▶ _Set exercise_
Rewrite all the records, swapping every "red berry" for "crimson berry" and leaving everything else unchanged. Leave the pictures out.
▶
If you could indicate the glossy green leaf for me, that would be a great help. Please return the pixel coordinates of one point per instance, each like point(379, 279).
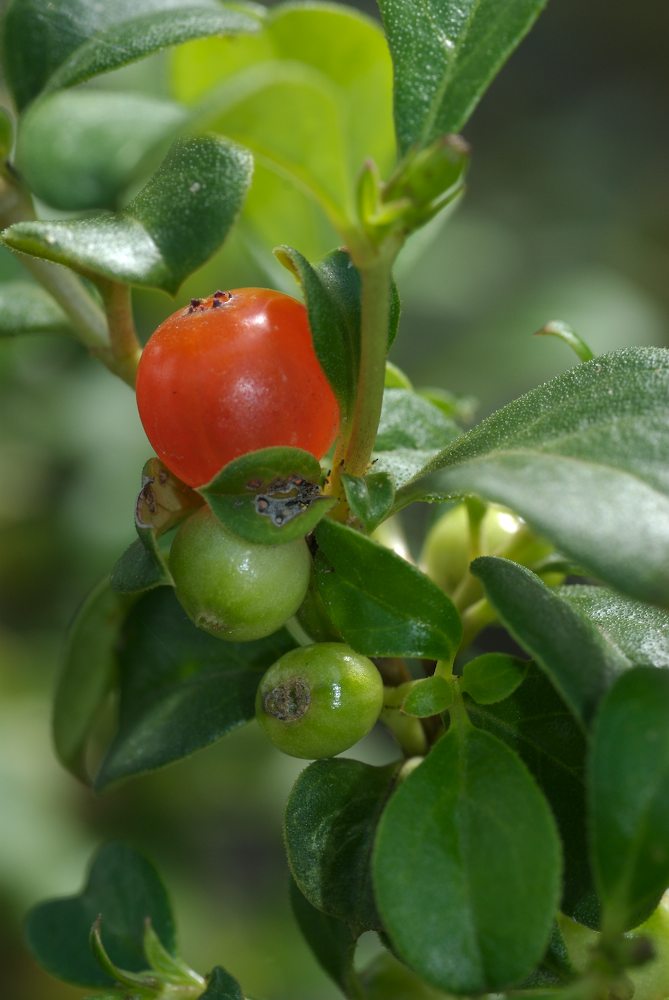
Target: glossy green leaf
point(221, 986)
point(386, 978)
point(270, 496)
point(370, 497)
point(469, 840)
point(412, 433)
point(585, 460)
point(169, 230)
point(163, 503)
point(640, 632)
point(181, 689)
point(492, 677)
point(310, 94)
point(629, 797)
point(26, 308)
point(382, 605)
point(540, 728)
point(287, 115)
point(331, 291)
point(68, 41)
point(81, 149)
point(329, 827)
point(429, 696)
point(124, 890)
point(6, 133)
point(332, 295)
point(445, 55)
point(575, 657)
point(331, 941)
point(87, 674)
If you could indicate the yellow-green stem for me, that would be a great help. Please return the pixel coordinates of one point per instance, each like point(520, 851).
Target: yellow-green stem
point(124, 347)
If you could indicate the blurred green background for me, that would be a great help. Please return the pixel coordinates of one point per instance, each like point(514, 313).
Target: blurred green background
point(566, 217)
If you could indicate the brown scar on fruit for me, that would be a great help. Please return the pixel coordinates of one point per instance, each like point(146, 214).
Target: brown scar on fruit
point(163, 500)
point(285, 499)
point(288, 702)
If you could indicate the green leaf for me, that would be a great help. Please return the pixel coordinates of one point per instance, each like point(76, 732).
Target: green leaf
point(163, 502)
point(170, 229)
point(221, 986)
point(330, 940)
point(181, 689)
point(331, 291)
point(329, 827)
point(412, 433)
point(141, 567)
point(6, 133)
point(124, 890)
point(585, 460)
point(369, 497)
point(386, 978)
point(468, 840)
point(382, 605)
point(575, 657)
point(81, 149)
point(87, 674)
point(445, 55)
point(629, 797)
point(539, 727)
point(429, 696)
point(638, 631)
point(310, 94)
point(72, 40)
point(270, 496)
point(26, 308)
point(492, 677)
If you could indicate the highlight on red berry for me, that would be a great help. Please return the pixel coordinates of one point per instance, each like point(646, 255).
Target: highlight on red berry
point(229, 374)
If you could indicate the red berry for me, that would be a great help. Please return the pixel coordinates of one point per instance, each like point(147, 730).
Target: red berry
point(230, 374)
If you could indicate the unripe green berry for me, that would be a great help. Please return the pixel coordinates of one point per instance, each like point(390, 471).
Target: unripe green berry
point(233, 588)
point(317, 701)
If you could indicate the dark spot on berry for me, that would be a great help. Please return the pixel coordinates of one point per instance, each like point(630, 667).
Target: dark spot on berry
point(288, 702)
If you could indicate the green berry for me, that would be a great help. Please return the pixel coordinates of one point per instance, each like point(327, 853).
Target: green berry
point(233, 588)
point(317, 701)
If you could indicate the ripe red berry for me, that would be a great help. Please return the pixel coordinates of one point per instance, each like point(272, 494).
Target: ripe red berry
point(230, 374)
◀
▶ _Reply_
If you could indicate the glossy green leaf for me, that would be a great help. Please return the pixel coordinates of one point per instance, each like point(379, 279).
Target: glossy green leaf
point(221, 986)
point(386, 978)
point(270, 496)
point(370, 497)
point(469, 840)
point(412, 433)
point(585, 460)
point(169, 230)
point(163, 503)
point(640, 632)
point(181, 689)
point(492, 677)
point(310, 94)
point(629, 797)
point(26, 308)
point(382, 605)
point(540, 728)
point(287, 115)
point(331, 291)
point(68, 41)
point(81, 149)
point(329, 827)
point(429, 696)
point(124, 890)
point(6, 133)
point(332, 295)
point(445, 55)
point(575, 657)
point(331, 941)
point(87, 674)
If you could indicate the yellow-green stem for me, that would be a great help. Please return the pixel coordinates of one point per instance, each like point(520, 851).
Target: yellow-green stem
point(124, 347)
If you could indicate the blurred green background for me, that would be a great help. Please return the pixel coordinates of one point per instance, each like point(514, 313).
Target: blurred green background
point(566, 217)
If you could indicate the brown scar on fruit for me, that would be a great help. Please return the pixel coordinates of one point per instance, each like point(146, 214).
Target: brown scar on fruit
point(163, 500)
point(285, 499)
point(288, 702)
If you could indicate the green leaf for me, that would be a great help. Please return the pixel coordinates of one point per instance, each like point(76, 732).
Target: green leaf
point(163, 502)
point(170, 229)
point(221, 986)
point(330, 940)
point(181, 689)
point(331, 291)
point(329, 827)
point(412, 433)
point(141, 567)
point(6, 133)
point(124, 890)
point(585, 460)
point(369, 497)
point(386, 978)
point(468, 840)
point(382, 605)
point(575, 657)
point(81, 149)
point(87, 674)
point(445, 55)
point(629, 797)
point(539, 727)
point(429, 696)
point(638, 631)
point(310, 94)
point(72, 40)
point(270, 496)
point(26, 308)
point(492, 677)
If you could indicate the highlight on crimson berry for me, that would be a great help. Please return the pixel coordinates of one point per instance, each like point(646, 255).
Target: highlight on crimson berry
point(229, 374)
If you could indicate the crimson berry for me, that would be a great help. Please return the pixel coordinates of one point per instance, each like point(147, 730).
Target: crimson berry
point(230, 374)
If you could indicate the unripe green berry for me, that would be a great help. Please return the pixel coordinates of one point per instance, each like point(390, 471).
Target: unripe green berry
point(233, 588)
point(317, 701)
If you could indicate the dark spot on berry for me, that would be a great help. Please return the pixel coordinates of one point per instance, each like point(630, 667).
Target: dark spot on berry
point(288, 702)
If you could indicate the green berry for me, that would be a great help. Please return the pixel coordinates of one point per instance, each like point(327, 853).
Target: green berry
point(233, 588)
point(317, 701)
If you could indicate the ripe crimson berry for me, that would be a great help. Please return the pixel coordinates of one point per instance, each like point(272, 494).
Target: ripe crimson berry
point(230, 374)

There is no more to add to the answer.